## DATA SHOWN
◆ ◆ ◆

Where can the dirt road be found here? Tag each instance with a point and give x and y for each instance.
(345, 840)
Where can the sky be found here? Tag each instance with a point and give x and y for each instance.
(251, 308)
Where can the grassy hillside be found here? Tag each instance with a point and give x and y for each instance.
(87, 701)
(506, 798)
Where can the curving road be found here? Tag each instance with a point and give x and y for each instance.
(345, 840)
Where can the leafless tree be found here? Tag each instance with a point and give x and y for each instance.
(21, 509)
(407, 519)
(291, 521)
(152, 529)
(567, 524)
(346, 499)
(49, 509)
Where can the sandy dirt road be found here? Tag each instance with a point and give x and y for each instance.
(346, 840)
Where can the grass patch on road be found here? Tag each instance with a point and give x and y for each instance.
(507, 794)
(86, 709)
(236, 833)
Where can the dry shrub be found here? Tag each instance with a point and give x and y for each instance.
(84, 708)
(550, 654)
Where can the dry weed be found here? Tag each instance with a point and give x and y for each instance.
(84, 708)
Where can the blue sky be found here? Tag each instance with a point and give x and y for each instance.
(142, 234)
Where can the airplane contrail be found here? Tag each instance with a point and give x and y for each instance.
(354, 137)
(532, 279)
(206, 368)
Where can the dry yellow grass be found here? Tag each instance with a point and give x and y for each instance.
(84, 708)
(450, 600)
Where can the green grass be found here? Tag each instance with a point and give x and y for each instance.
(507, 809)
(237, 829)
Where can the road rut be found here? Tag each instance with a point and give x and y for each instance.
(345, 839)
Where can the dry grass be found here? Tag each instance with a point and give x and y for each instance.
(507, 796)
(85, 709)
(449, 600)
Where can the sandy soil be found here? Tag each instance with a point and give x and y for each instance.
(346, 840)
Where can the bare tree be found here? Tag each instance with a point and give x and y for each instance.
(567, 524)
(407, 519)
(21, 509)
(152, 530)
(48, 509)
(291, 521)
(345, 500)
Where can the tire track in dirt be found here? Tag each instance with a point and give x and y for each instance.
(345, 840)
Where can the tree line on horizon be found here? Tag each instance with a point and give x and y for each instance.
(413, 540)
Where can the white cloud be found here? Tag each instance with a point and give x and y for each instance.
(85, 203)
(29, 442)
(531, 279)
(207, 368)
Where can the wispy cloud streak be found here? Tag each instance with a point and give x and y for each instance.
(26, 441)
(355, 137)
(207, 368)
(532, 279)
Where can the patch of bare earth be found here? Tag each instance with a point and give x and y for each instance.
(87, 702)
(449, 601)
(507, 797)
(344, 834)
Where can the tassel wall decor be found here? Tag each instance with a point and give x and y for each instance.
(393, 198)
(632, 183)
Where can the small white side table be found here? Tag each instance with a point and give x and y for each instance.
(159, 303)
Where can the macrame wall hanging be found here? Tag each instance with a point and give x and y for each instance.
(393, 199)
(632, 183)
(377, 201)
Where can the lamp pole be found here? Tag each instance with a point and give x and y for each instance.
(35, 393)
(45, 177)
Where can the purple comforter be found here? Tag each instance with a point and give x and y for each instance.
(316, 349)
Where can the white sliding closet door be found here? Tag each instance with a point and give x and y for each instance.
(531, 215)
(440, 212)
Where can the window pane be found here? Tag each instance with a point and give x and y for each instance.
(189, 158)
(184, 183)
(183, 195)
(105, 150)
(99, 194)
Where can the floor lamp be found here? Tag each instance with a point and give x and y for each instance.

◆ ◆ ◆

## REQUIREMENTS
All the entries above need to be reproduced exactly.

## FINAL RESULT
Where can the dirt road be found here? Tag each instance with a point and give x and y for each instance.
(345, 840)
Where can the sky be found here? Tag each instance with a point and give x and y for each instance.
(251, 308)
Where can the grassy hillside be found here? Tag each instance with a point and give x and y for each instance.
(87, 701)
(506, 798)
Where can the curving road be found here? Tag each instance with a point and give x and y for each instance.
(345, 840)
Where can the leafless tree be found here? Tag each instance with a point and give x and y for each instance.
(21, 509)
(407, 519)
(291, 521)
(152, 529)
(567, 524)
(346, 499)
(49, 509)
Where can the sandy dirt road be found here? Tag each instance with a point and give x and y for each instance.
(346, 840)
Where can the grass patch on road be found here? Tag each instance with a point and give x and y for each instance.
(507, 794)
(86, 709)
(236, 833)
Where can the dry shrub be found here? Tag each instance with a point and give x and y for each instance.
(84, 708)
(550, 654)
Where can the dry weed be found here? Tag each instance with a point and give x and y for each instance.
(84, 708)
Where can the blue sky be found here? Tag each instance with a point and give x and y for each instance.
(142, 234)
Where can the airplane contrail be found here? Tag each instance with a point and give x and y for each instance.
(354, 137)
(532, 279)
(206, 368)
Where can the dry yellow grass be found here? Tag each instance with a point and give x and y for each instance.
(84, 708)
(450, 600)
Where can the green grass be found here? Tag each instance with a point and give x and y for each instance.
(507, 809)
(237, 829)
Where can the road rut be found here? Tag each instance with a point and give x and y for each instance.
(345, 839)
Where can the dry grass be found here? Tag each instance with a point and give x and y for each instance.
(507, 796)
(85, 709)
(449, 600)
Where can the sandy soil be found here? Tag each instance with a point and give x and y for each instance.
(346, 840)
Where can the bare tree be found here? Tag each instance with a point and give x and y for each instance.
(567, 524)
(407, 519)
(21, 509)
(152, 530)
(48, 509)
(291, 521)
(345, 500)
Where can the tire track in dirt be found here? Tag each instance with a point and give x and y for each instance.
(345, 840)
Where can the tree line on horizon be found here? Tag each instance with a point and give x and y for each instance.
(413, 540)
Where can the white cloud be found here? Tag each instance with a point and give x and y for each instance.
(85, 203)
(29, 442)
(531, 279)
(207, 368)
Where can the wispy cloud streak be found here? Tag each instance with a point and give x and y for each instance.
(26, 441)
(355, 137)
(207, 368)
(532, 279)
Where can the patch of bare earth be found here? Tag each instance with a point and give x and y for each instance.
(87, 702)
(449, 601)
(507, 797)
(344, 834)
Where can the tassel wall decor be found here? Tag each instance with a point and give x and y for each instance.
(393, 198)
(632, 183)
Where can the small white side table be found here? Tag each instance with a point and give x and y for each instance.
(159, 303)
Where can the macrame wall hanging be found here? Tag each instance with a point and give x and y for each instance.
(393, 199)
(632, 183)
(377, 201)
Where can the lamp pole be found here? Tag each instance with a point and give x and y for each instance.
(35, 393)
(45, 177)
Where can the purple comforter be found here? Tag each instance with a point and give x and y for each instance.
(316, 349)
Where can the white sliding closet door be found here? Tag each instance with a point and give x and y for each instance.
(531, 215)
(440, 212)
Where can the window pane be found here? Tag each instance with a point and give x and y for each instance.
(189, 158)
(184, 183)
(183, 195)
(105, 150)
(99, 194)
Where can the floor lamp be found here? Tag each instance with a point and give x and y for each instance.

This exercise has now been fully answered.